* Passage *
Thursday, October 6, 2011

The Great Dam of Reality Came Crashing Down

This post is a response to Extra Credits' "Game Addiction" two-parter: Part 1, Part 2.

It seems to me that when most people shake video games, it’s because there’s something that pulls them out. There’s something they care about in the real world, or some concept that they find so compelling it breaks them from their video game compulsion. One fascination to the next.

But what if you don’t have those real-world Great Dams to burst? Nothing compelling to drag you out? I would assume that most people who get compelled into video games are normal people who desire normal things and the video game just seems like a more fun alternative. They block the outside world so that you don’t see how sour things are going in the world around you and they provide greater indulgences and stimulation. The stimulation is likely the reason high-schoolers are often compelled to play video games: there’s no positive reinforcement for them in high school social scene, so kids go online where they’re told that they’re cool, or can at least convince themselves or others that they’re cool by doing shiny things. But a person who is asocial or antisocial and doesn’t respond well or at all to peer support is likely to get sucked into games and then not have any outside influence to pull them back out.

A person can be coerced (by therapist or family/friend) to give the real world a shot, but that person must WANT that real life in order to keep it. A person who suffers any mental illness, even an unnamed one where they simply don’t want their life (or is that called depression?) can’t be convinced to try to come back. Also, person who don’t have any TRUST in those around them (especially not some unknown therapist who clearly has a personal agenda). If someone really doesn’t want to come back, they’ll deliberately sabotage what appears to be honest attempts to get back on track.

A person who REALLY wants to kill his or herself, doesn’t go around telling everyone they’re going to do it (unless they are actually, definitively stupid). Telling people increases the chance of intervention and failure of suicide. That kind of person just wants the ATTENTION that a suicide threat brings, to be treated in that special way (or any way at all, for the very socially deprived), or to be pulled back, to be ‘cured.’ That person who really wants his or herself dead also doesn’t try to do it in a silly, unlikely way (though again, it’s hard to know which ways of killing oneself have the highest success rate, and it’s subject to personal tolerance for pain and suffering, and the factor of what happens to be convenient to do it with). It’s said that there are more successful male suicides than females. Girls tend to choose less lethal methods. It’s been speculated that this is because girls more often don’t actually want to die, they just want the attention, the kind of conversation that they hear when people talk about suicide victims. (“Hey, did you hear about Cindy? Wow, I feel really bad for her. I didn’t know she would go and do that.” And then the tip-toeing of the family and the nice gestures until she’s out of the ‘danger zone.’)

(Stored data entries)
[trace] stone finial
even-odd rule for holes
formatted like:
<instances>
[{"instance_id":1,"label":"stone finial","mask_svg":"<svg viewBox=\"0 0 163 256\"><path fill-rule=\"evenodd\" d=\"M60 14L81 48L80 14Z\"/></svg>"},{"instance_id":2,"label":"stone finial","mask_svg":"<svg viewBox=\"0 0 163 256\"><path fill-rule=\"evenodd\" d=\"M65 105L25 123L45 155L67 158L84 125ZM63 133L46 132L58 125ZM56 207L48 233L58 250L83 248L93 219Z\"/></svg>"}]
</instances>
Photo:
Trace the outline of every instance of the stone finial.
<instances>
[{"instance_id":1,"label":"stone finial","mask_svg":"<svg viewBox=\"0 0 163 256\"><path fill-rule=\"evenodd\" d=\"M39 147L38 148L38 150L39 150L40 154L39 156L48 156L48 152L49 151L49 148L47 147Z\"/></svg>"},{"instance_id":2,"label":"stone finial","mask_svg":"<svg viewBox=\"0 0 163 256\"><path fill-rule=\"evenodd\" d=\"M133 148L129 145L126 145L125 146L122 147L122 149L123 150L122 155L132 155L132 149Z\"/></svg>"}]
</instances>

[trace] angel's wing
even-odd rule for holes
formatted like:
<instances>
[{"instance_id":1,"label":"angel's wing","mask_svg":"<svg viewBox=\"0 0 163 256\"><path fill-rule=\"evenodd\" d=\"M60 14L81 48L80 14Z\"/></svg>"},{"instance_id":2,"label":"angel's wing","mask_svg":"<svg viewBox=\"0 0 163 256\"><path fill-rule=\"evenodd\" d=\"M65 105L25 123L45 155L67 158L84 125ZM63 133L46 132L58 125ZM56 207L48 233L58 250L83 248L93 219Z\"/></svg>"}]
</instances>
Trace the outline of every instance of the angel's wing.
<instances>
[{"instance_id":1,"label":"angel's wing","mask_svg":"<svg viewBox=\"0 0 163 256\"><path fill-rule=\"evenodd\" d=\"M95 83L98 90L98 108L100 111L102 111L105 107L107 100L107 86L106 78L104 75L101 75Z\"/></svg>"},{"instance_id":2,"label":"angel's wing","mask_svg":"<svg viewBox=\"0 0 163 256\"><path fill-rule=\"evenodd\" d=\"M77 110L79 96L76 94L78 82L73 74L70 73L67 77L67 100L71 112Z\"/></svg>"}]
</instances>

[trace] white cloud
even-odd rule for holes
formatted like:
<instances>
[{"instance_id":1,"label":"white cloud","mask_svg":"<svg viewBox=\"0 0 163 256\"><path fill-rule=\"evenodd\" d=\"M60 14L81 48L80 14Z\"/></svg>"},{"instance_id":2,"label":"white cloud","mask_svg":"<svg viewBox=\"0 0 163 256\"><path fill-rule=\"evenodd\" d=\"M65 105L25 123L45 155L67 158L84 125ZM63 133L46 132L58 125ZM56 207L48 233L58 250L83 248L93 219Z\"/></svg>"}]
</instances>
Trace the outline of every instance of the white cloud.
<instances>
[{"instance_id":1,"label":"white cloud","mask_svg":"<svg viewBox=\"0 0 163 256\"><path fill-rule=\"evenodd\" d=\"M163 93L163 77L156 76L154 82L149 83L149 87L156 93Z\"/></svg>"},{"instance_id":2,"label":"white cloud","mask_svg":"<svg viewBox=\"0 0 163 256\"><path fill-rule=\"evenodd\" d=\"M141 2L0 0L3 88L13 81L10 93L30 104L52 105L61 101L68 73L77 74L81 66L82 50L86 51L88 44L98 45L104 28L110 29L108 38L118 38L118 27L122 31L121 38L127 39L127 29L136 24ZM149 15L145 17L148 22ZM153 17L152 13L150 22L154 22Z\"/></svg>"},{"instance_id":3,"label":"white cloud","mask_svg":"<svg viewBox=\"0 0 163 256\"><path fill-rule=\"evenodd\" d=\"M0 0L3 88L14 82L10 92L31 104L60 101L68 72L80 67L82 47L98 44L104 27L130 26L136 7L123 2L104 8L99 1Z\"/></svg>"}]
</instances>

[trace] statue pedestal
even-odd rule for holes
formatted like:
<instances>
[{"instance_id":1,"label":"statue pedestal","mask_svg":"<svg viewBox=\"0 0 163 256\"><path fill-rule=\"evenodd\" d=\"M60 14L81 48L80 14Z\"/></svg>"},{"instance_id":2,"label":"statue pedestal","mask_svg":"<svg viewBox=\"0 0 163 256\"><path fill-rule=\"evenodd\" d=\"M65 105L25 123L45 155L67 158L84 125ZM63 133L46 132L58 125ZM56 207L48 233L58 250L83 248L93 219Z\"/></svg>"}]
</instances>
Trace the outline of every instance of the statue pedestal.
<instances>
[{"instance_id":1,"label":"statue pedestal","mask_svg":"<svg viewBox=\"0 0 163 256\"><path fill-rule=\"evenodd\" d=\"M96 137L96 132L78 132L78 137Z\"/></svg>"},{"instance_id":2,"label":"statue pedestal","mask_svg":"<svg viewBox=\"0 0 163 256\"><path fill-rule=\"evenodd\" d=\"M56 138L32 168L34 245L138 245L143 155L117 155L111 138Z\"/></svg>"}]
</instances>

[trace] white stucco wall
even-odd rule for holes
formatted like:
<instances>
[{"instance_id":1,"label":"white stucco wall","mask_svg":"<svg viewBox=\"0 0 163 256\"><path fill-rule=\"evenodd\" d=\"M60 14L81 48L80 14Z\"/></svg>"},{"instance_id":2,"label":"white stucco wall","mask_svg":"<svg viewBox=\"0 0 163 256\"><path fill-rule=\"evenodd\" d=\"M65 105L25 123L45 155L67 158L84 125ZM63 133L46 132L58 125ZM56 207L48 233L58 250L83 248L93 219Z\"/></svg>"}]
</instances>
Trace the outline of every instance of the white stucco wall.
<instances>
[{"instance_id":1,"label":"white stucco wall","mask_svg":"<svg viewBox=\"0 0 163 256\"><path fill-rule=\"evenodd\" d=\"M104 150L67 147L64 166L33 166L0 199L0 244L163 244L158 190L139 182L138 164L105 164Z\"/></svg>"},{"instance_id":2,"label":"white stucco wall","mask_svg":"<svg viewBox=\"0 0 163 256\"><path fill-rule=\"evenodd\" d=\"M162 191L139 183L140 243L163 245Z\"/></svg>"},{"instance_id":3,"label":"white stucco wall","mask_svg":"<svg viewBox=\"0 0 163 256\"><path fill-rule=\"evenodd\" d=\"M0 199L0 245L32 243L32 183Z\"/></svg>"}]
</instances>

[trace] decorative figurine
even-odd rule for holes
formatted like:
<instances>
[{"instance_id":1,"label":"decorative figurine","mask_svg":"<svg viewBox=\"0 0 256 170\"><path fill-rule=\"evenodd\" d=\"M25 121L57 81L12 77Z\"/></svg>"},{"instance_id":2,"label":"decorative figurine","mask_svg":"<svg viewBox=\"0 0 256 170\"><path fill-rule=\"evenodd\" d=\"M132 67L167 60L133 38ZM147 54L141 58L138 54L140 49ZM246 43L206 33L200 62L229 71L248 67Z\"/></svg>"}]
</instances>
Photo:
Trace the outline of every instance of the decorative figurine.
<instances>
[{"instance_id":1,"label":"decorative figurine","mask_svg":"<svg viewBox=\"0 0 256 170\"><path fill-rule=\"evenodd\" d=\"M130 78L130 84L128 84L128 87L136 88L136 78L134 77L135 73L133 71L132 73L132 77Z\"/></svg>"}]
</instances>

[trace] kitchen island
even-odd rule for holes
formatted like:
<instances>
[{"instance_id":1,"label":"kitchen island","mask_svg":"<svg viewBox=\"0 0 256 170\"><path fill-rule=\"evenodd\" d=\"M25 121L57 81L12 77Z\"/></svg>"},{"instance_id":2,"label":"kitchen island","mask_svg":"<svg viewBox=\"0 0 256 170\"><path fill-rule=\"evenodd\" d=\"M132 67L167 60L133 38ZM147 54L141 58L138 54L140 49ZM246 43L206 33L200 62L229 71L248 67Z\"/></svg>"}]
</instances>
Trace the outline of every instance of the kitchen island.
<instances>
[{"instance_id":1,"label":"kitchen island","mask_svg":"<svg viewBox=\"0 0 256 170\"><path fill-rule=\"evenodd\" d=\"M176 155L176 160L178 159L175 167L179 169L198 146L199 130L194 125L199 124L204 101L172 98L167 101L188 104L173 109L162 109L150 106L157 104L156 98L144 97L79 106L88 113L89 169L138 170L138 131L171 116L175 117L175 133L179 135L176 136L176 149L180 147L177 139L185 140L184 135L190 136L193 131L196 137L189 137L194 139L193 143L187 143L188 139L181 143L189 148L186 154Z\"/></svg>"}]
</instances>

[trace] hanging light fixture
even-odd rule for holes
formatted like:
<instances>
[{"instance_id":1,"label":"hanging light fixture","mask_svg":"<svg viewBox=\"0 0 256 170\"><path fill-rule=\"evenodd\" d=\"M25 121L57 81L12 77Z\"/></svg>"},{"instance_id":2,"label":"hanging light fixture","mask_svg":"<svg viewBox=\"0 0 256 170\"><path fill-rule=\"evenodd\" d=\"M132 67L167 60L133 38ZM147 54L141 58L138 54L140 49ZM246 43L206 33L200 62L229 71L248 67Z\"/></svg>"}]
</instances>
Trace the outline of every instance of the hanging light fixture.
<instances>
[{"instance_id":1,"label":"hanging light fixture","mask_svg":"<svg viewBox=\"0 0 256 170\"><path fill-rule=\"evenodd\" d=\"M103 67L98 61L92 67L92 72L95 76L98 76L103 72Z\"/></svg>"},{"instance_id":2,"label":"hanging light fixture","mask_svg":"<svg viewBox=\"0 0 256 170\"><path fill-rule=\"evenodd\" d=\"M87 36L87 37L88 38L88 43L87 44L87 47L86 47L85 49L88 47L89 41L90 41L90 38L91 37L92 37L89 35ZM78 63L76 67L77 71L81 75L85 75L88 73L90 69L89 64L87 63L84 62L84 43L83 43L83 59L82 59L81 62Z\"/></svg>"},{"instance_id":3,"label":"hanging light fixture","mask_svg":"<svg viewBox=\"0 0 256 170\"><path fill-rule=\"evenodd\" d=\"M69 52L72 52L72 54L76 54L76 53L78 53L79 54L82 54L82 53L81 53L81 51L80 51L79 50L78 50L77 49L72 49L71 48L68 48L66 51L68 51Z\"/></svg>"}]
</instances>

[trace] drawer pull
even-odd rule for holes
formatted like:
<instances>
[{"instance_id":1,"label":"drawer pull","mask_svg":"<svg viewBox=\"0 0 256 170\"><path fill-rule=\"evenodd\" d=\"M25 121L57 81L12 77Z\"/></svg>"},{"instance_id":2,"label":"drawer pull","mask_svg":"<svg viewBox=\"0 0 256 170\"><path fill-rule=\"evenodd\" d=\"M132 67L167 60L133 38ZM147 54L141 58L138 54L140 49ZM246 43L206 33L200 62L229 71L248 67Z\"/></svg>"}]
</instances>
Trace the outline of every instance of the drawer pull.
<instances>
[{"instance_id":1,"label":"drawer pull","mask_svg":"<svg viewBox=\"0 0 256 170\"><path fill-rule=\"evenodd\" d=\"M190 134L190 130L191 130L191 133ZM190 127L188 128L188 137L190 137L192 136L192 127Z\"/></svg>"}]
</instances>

* Directions for this task *
In the post, which words of two or more letters are written entirely in capital letters? Give them in the order they appear. Work from the post alone.

* Task answer *
WANT, TRUST, REALLY, ATTENTION